**SELECTED EXCERPT**:
Isolation, purification, and in vitro characterization of recessive-lethal-mutant RNA polymerases from Escherichia coli

Abstract

The beta subunit of prokaryotic RNA polymerase shares significant sequence similarity with its eukaryotic and archaeal counterparts across most of the protein. Nine segments of particularly high similarity have been identified and are termed segments A through I. We have isolated severely defective Escherichia coli RNA polymerase mutants, most of which are unable to support bacterial growth. The majority of the substitutions affect residues in one of the conserved segments of beta, including invariant residues in segments D (amino acids 548 to 577), E (amino acids 660 to 678), and I (amino acids 1198 to 1296). In addition, recessive-lethal mutations that affect residues highly conserved only among prokaryotes were identified. They include a substitution in the extreme amino terminus of beta, a region in which no substitutions have previously been identified, and one rpoB mutation that truncates the polypeptide without abolishing minimal polymerase function in vitro. To examine the recessive-lethal alleles in vitro, we devised a novel method to remove nonmutant enzyme from RNA polymerase preparations by affinity tagging the chromosomal rpoB gene. In vitro examination of a subset of purified recessive-lethal RNA polymerases revealed that several substitutions, including all of those altering conserved residues in segment I, severely decrease transcript elongation and increase termination. We discuss the insights these mutants lend to a structure-function analysis of RNA polymerase.

**GIVEN DATA**:
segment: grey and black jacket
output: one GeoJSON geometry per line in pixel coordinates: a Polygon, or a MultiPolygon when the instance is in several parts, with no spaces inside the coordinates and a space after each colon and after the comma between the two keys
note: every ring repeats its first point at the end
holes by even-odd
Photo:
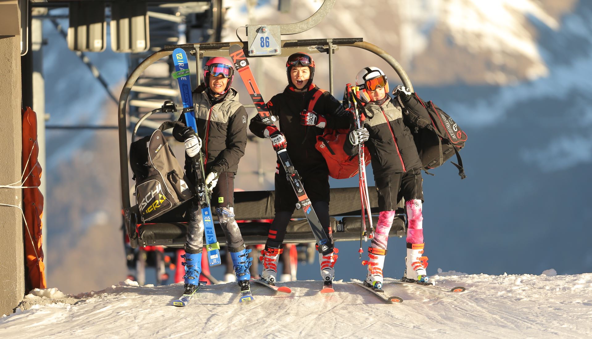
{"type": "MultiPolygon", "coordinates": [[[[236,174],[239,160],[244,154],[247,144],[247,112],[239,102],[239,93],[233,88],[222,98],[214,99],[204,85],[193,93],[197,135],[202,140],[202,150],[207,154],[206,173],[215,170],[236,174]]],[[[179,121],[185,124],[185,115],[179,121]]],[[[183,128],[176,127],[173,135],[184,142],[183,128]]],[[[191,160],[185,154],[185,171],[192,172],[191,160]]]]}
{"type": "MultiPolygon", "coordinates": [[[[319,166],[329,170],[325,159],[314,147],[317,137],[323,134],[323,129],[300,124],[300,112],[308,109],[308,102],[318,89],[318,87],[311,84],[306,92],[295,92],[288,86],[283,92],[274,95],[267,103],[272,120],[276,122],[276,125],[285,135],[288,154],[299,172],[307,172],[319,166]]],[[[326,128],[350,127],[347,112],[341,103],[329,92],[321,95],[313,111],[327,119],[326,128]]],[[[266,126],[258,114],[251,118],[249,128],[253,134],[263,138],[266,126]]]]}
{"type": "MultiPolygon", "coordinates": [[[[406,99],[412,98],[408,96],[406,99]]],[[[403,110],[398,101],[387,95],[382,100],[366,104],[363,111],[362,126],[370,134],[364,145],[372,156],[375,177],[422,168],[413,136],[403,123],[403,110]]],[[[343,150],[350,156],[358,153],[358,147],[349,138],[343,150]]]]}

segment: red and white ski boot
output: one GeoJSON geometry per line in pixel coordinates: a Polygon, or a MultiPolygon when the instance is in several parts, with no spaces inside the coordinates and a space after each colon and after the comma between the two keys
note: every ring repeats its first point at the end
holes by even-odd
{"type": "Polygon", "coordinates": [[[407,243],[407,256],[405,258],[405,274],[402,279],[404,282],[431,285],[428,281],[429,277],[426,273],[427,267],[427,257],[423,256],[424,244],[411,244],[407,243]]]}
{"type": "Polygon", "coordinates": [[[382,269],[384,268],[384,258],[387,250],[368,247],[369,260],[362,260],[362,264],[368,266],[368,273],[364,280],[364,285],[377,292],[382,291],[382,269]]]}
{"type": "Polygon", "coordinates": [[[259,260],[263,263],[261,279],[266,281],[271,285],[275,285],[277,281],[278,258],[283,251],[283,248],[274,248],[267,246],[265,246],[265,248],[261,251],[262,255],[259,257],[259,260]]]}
* * *
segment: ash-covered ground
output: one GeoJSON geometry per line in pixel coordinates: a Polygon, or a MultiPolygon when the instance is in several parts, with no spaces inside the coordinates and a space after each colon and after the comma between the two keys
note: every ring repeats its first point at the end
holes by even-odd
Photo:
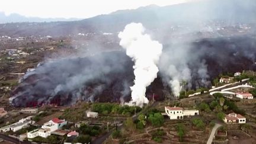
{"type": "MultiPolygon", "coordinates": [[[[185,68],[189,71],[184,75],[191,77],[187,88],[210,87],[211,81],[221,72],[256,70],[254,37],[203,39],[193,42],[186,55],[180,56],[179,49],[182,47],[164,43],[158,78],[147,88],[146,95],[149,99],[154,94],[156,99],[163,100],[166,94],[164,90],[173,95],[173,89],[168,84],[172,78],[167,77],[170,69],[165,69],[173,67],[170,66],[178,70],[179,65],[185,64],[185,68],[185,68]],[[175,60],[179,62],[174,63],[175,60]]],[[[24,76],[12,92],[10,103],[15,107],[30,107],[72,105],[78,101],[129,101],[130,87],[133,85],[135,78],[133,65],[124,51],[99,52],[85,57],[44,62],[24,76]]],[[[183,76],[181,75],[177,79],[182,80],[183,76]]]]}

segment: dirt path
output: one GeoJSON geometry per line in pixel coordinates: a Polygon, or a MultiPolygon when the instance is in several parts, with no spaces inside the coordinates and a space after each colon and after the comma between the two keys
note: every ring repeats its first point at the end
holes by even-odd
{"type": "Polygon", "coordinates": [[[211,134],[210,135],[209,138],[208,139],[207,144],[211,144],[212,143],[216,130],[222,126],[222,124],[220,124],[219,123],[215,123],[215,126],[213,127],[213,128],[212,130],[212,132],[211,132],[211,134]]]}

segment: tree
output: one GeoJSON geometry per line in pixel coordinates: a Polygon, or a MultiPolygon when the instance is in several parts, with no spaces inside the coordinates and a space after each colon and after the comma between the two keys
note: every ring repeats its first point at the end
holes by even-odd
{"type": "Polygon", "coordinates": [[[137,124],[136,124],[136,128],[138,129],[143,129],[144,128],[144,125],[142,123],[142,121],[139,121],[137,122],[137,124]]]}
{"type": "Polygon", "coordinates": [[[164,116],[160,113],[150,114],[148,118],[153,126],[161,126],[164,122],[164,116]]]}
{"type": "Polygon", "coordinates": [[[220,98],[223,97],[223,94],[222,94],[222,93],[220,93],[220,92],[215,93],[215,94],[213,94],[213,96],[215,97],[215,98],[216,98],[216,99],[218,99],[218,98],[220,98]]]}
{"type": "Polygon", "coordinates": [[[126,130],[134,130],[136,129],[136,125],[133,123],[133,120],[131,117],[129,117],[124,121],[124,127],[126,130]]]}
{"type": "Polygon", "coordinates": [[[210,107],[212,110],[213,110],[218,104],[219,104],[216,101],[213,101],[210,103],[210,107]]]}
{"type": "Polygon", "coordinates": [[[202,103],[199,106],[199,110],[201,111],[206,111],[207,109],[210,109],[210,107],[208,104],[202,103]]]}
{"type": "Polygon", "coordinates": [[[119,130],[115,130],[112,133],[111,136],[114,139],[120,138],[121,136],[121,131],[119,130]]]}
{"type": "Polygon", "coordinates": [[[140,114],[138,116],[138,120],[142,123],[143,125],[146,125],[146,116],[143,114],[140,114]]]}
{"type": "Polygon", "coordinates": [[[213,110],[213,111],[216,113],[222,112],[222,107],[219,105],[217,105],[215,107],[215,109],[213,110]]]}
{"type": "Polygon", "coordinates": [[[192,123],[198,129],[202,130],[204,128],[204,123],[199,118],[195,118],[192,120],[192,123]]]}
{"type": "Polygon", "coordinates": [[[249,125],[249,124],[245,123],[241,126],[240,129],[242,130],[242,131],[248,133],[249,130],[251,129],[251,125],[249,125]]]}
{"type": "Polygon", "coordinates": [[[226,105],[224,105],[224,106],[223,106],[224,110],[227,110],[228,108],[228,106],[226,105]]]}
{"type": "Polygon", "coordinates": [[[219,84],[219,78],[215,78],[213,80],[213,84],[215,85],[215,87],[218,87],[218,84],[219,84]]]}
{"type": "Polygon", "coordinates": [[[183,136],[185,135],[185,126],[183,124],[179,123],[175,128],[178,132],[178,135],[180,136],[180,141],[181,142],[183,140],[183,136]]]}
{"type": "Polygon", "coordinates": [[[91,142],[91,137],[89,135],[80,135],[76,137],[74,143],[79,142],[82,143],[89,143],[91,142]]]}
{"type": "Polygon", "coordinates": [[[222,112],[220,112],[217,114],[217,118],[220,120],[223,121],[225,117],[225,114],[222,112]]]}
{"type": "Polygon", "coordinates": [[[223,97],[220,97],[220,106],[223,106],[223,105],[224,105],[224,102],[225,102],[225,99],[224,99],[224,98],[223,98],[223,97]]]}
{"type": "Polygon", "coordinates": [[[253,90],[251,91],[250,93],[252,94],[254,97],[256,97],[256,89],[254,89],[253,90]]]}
--
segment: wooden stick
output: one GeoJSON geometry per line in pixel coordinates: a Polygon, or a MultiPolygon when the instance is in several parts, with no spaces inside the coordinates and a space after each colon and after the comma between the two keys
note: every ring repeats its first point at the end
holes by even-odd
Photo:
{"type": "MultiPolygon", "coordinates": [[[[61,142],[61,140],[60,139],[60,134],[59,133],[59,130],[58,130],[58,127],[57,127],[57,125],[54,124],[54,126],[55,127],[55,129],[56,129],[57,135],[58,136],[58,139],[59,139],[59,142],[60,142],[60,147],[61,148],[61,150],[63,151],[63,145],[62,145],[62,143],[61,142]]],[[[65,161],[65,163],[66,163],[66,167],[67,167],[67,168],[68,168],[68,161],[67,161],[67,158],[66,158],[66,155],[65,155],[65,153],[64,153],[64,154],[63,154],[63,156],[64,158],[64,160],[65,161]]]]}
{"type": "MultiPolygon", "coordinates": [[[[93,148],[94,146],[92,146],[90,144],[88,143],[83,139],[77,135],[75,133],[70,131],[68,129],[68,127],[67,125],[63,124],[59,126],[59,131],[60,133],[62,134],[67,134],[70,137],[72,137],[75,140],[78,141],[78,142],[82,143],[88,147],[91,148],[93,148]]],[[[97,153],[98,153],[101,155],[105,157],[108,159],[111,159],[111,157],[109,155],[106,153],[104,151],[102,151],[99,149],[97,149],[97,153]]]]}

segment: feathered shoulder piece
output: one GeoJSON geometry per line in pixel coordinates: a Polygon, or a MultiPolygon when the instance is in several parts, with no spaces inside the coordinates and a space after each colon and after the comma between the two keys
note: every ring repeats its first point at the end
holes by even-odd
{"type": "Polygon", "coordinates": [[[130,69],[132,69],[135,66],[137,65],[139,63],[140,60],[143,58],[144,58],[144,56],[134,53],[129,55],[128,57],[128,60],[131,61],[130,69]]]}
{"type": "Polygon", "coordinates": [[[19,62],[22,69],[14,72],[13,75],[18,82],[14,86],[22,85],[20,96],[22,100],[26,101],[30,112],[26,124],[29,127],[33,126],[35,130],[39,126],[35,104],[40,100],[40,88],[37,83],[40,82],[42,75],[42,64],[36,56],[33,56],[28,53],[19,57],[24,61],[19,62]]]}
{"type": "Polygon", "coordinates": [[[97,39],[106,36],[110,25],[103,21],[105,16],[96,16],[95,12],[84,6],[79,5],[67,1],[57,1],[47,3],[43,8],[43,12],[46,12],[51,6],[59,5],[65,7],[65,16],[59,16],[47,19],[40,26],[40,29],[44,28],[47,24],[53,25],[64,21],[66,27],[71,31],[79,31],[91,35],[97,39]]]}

**EXERCISE DIRECTIONS**: Using the abstract above, list every conserved segment of beta for which an amino acid range is given, with its range.

**SOLUTION TO THIS PROBLEM**:
Segment D: amino acids 548 to 577
Segment E: amino acids 660 to 678
Segment I: amino acids 1198 to 1296